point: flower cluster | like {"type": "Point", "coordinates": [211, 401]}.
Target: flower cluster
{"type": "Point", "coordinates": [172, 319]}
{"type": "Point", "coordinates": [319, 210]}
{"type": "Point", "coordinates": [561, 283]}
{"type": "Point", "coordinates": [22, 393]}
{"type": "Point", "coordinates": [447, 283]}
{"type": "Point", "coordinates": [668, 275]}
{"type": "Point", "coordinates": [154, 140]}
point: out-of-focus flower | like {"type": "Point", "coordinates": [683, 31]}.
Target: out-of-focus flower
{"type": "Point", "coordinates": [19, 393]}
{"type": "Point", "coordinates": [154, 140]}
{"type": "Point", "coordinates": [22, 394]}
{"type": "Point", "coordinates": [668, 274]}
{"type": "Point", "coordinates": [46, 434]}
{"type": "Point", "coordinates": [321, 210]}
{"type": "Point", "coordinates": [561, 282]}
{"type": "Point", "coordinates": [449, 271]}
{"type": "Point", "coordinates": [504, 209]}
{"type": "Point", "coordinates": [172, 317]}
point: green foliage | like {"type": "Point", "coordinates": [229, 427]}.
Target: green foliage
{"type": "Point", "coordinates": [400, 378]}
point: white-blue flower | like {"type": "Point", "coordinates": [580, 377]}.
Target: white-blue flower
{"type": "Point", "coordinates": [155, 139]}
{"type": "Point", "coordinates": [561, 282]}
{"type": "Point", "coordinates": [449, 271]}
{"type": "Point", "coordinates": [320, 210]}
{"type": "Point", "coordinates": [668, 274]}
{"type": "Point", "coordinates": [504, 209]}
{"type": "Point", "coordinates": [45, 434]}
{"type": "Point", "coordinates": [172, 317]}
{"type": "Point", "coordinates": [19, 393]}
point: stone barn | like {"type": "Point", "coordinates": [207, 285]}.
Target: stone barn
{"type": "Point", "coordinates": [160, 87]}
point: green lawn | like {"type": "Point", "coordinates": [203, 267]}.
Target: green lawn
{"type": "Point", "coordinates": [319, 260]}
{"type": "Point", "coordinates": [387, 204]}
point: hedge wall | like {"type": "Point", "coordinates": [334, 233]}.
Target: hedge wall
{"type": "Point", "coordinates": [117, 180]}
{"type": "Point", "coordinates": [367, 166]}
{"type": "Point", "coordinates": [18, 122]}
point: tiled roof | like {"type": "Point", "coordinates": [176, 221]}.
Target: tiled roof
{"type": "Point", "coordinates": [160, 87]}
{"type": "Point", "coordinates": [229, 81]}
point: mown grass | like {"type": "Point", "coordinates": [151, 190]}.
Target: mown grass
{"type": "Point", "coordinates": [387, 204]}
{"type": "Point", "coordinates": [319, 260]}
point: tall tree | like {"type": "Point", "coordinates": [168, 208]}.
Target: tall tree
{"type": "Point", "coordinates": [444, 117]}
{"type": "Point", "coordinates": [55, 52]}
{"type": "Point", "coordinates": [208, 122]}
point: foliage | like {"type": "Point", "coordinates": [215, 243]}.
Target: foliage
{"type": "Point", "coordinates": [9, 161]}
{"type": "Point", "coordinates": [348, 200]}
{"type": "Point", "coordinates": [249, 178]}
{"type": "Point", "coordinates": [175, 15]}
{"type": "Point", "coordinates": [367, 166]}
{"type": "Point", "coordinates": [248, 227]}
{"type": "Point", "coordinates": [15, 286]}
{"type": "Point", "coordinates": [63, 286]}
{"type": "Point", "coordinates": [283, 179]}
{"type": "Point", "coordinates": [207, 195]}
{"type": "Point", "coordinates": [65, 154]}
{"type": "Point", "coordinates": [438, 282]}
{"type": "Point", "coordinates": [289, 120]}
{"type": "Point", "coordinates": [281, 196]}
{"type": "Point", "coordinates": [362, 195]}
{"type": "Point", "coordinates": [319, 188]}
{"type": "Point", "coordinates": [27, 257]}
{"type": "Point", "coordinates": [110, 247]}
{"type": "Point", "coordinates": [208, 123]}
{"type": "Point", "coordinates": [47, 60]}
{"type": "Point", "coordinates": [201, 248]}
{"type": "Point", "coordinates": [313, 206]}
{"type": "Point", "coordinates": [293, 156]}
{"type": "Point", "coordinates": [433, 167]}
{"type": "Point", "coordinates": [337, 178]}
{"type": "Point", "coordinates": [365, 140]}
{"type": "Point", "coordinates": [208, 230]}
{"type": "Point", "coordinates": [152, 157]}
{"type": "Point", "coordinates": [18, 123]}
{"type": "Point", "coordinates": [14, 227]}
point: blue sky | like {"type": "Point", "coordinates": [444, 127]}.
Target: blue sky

● ● ● ● ● ● ●

**Exercise brief:**
Each line from the one with "point: blue sky" through the last line of the records must be written out word for word. Include nothing else.

**Response to this task:**
point: blue sky | like {"type": "Point", "coordinates": [444, 127]}.
Target: blue sky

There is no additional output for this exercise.